• **Reading text**:
I think Duchamp and Greenberg had it backwards. The aim should be to made good art, and to develop new styles out of necessity, not purely for the sake of it, in which case a lot of the new styles are empty and reflect little more than the artist’s attempt to be clever enough to secure his or her ego a place in the pantheon of modern art history.

I think it’s also harder to make good art than merely new art. I imagine it’s much harder to write a solid novel, than to devise some experimental writing system. But there is a certain allure to not having to be especially good at writing or music, and merely having to come up with a new way of doing it that somehow makes one above and beyond doing it in a more conventional way.

For example, I have an idea for a musical piece which I just came up with this instance in order to provide an example. I get a bunch of different clocks and alarms and randomly set them to go off at different times, say within a given hour. Then I set them up all around a room or auditorium. There could be hundreds or even thousands of them. The audience comes in and the unexpected result is the musical piece. No need for me to recognize a single note, be able to play an instrument, or know anything really at all about music. Once you start thinking in a “conceptual art” sort of way the ideas come fairly easily. This wouldn’t fly with music audiences, because they’d rightly think it sucked as music. It would need to be reclassified as “sound sculpture” and thus “art”, which is the arena where novelty is its own reward, even if it’s only new if you haven’t followed art at all since before you were born.

• **Provided material**:
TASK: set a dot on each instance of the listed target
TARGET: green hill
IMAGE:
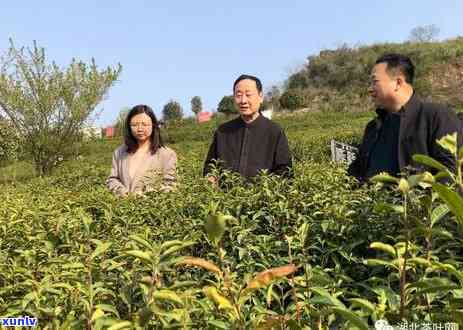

• **Tasks to perform**:
1 > Translate this sentence from the passage on good art versus new art into Spanish: "I think it's also harder to make good art than merely new art."
2 > Summarize the passage on good art versus new art in two sentences.
3 > Continue the passage on good art versus new art from its last sentence.
The listing is separate material and is not part of the passage on good art versus new art.

• **Task answers**:
1 > Creo que también es más difícil hacer buen arte que simplemente arte nuevo.

2 > The writer argues that Duchamp and Greenberg had it backwards, since the aim should be good art with new styles developed out of necessity, and making good art is harder than making merely new art. As an example, the writer imagines a piece made of many randomly set clocks and alarms, which music audiences would rightly reject but which could pass as art once reclassified as "sound sculpture," where novelty is its own reward.

3 >
In music, new styles like rap or rock evolved out of a need and desire to express new ideas, sensations, and vantage points that couldn’t be expressed with existing styles. But with avant-garde art there is often no need driving the experimentation. It’s just trying to carve out a niche for oneself, even if the work in question can’t possible say much beyond simply being something a little different in and of itself.

If the art is good, it will probably need to spill out of existing molds anyways. Think of Bruce Lee. He was so good at martial arts that he invented his own style. If a would-be martial artist tried to invent his own style of fighting without first getting good at fighting, he’d get his ass kicked.

New does not equal good. Further, newness for newness sake is an old idea. Better to strive to make truly good art. And if you disagree I’ve got some avant-garde music and literature just waiting for you (including my illustrated novel, The Yellow Pages, signed by me and displayed on a pedestal where you can stand and read it).

Finally, don’t think I don’t like or get avant-garde art. I’m not conservative, traditional, or an old fogie. I like the painters in the documentary that Greenberg praises. And I enjoyed and understood Pollock or Rothko when I was still in my teens, and pretty much for the textbook reasons I was supposed to. I made my own abstract paintings and ink drawings then. My eventual art education was in radical art, and my teachers included big name art stars such as Paul McCarthy and Charles Ray. I’ve done performance art, conceptual art, and installations. I even like art I come down hard on, like Barnett Newman, just think it’s extremely overrated, and within a false, America-centric version of history. And I can understand why the work of a Damien Hirst, Jeff Koons or Paul McCarthy impresses, especially the work where they (cheated and) hired professional artists to produce their pieces for them. But there’s a reason that even intelligent, educated, cultured people who love music, film and literature don’t care about their work. Most people like art, but only a few like avant-gardism. Even those who do are a bit inured by the recycled attempts to shock that they saw decades before.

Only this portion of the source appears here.